----- Data for the task
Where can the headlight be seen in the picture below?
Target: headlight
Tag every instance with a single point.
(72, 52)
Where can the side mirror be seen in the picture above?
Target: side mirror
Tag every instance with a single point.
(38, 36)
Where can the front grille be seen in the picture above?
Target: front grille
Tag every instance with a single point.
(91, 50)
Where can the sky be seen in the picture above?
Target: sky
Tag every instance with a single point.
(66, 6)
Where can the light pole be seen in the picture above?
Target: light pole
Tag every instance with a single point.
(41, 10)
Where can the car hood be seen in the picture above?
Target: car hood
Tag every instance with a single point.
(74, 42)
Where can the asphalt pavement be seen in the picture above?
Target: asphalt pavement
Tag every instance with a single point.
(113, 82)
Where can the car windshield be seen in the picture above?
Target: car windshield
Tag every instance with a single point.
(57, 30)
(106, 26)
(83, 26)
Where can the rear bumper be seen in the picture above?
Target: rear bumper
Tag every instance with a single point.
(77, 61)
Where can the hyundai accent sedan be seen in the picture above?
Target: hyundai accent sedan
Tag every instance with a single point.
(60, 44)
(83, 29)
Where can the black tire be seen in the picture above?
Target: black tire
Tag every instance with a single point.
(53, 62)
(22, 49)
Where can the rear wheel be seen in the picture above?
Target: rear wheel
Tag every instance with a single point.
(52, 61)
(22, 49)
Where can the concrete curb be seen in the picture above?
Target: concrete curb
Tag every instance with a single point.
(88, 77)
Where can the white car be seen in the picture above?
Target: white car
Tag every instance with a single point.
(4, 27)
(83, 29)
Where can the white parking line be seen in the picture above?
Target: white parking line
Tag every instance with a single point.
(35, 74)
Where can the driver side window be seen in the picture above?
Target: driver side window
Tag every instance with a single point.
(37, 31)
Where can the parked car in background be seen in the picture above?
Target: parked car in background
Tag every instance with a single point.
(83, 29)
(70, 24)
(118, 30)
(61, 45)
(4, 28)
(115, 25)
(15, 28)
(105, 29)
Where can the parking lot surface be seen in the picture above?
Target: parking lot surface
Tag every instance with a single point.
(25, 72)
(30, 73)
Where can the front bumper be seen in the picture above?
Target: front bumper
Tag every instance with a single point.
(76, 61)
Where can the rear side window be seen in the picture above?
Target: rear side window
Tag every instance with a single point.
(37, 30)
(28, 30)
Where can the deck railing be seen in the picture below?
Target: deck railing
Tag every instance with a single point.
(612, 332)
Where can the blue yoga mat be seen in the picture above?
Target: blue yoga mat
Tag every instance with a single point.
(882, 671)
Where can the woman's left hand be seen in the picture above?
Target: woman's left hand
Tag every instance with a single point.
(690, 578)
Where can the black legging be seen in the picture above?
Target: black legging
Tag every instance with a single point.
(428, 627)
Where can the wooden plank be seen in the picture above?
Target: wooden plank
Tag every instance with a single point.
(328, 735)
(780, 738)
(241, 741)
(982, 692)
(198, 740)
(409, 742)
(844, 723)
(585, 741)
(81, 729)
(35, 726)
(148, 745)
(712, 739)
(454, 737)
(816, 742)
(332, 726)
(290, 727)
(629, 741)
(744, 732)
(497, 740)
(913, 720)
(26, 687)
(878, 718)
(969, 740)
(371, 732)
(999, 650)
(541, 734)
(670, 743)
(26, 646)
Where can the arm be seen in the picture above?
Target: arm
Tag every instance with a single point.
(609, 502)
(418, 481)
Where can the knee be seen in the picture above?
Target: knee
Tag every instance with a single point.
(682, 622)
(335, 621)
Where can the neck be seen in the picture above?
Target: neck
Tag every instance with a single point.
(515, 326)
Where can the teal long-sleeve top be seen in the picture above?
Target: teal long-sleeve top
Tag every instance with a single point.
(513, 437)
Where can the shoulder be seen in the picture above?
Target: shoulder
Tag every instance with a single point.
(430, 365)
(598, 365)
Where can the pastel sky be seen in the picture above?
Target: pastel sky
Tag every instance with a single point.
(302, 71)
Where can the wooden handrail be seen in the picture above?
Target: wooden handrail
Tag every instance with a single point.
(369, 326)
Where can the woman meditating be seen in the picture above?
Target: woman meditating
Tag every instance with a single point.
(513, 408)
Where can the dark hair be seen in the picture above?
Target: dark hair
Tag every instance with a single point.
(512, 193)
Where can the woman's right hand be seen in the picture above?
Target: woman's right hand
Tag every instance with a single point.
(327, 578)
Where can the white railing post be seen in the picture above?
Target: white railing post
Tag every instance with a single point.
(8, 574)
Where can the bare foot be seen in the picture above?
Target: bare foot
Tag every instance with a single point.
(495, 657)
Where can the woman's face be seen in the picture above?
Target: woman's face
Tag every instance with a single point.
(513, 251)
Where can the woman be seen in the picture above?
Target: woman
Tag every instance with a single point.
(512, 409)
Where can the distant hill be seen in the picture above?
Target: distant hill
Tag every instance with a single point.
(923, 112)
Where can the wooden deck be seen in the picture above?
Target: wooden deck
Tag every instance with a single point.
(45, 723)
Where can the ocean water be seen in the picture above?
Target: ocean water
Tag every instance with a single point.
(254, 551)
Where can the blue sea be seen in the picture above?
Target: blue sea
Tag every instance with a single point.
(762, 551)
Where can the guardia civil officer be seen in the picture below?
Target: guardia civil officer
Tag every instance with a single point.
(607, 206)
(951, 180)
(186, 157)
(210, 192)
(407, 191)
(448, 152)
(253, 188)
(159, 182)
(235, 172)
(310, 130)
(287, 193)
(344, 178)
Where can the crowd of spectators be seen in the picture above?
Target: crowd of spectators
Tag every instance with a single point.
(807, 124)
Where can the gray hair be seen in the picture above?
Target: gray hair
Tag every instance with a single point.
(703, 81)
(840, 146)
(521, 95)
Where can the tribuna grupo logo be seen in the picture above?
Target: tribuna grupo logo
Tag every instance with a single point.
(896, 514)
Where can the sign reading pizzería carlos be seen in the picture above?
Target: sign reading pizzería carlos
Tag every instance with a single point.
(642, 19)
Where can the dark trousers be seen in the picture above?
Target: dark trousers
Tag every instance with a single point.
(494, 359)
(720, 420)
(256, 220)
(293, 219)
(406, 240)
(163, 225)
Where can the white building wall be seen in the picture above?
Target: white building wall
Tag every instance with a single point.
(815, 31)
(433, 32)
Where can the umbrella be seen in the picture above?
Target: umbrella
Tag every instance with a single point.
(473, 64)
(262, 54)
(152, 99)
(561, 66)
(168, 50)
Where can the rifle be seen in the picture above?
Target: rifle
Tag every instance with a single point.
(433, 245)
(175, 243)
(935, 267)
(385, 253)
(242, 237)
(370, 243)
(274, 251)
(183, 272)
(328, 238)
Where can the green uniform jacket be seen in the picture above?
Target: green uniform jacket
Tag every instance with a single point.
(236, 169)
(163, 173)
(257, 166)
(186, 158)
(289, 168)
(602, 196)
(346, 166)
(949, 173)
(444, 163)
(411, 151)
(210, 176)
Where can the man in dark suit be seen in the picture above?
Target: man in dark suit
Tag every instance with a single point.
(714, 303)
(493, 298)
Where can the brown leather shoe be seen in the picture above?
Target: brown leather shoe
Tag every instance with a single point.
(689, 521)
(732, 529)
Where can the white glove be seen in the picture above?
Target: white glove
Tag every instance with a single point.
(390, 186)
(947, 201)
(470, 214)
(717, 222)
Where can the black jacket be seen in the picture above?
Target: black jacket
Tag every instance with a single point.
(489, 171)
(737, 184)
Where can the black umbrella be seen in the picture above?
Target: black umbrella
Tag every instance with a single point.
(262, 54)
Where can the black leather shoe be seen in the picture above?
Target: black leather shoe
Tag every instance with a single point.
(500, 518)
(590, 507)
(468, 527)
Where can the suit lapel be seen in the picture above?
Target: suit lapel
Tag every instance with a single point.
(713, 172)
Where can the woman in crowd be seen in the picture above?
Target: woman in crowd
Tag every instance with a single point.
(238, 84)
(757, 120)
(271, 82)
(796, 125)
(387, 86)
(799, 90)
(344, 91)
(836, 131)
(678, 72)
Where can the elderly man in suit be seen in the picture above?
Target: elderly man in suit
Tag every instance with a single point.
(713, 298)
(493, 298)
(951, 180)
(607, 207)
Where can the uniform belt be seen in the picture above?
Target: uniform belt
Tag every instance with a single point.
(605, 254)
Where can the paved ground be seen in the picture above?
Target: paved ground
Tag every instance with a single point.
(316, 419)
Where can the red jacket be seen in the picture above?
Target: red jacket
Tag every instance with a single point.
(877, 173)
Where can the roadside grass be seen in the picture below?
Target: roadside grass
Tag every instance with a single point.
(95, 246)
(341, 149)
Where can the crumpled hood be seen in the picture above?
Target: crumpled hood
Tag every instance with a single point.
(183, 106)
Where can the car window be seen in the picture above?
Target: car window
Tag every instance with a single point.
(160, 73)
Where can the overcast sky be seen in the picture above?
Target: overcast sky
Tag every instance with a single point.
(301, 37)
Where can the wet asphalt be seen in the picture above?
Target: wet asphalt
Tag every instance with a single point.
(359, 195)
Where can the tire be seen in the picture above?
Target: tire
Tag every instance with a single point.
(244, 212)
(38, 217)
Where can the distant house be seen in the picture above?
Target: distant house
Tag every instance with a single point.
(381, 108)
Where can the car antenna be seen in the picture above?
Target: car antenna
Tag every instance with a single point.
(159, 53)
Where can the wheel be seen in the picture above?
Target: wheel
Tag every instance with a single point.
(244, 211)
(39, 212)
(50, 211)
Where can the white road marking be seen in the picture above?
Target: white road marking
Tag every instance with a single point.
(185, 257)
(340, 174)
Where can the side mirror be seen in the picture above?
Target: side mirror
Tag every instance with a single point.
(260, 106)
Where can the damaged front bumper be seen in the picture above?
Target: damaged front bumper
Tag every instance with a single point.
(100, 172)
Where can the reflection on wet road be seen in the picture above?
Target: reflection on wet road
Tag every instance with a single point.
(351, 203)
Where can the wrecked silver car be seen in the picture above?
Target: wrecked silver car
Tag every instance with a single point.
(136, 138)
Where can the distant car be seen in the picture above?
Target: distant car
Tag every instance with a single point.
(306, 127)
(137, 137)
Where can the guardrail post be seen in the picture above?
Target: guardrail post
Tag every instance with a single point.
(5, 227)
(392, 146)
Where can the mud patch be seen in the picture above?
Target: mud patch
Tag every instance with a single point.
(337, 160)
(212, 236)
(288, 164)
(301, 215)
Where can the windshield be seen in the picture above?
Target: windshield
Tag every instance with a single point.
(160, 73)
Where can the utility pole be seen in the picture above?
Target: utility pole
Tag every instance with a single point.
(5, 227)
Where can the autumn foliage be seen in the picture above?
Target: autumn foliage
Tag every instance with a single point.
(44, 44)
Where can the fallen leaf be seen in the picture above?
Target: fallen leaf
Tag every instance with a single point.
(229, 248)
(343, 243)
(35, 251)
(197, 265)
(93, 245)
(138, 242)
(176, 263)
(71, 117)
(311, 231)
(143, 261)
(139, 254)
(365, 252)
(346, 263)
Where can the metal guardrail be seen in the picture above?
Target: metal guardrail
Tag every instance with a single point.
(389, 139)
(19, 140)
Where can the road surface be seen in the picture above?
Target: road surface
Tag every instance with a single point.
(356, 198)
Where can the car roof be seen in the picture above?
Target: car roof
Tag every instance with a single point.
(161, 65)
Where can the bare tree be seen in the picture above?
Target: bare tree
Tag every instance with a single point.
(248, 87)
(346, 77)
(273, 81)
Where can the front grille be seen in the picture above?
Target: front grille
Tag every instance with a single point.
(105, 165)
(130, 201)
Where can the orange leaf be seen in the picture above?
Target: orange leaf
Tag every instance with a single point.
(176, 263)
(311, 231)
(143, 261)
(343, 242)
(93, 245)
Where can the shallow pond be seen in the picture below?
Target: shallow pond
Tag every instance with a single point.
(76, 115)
----------
**Exercise instructions**. Copy out the lines of the records above in which the string "pavement" appears.

**Solution**.
Where can the asphalt pavement be seen in the picture above?
Target: asphalt pavement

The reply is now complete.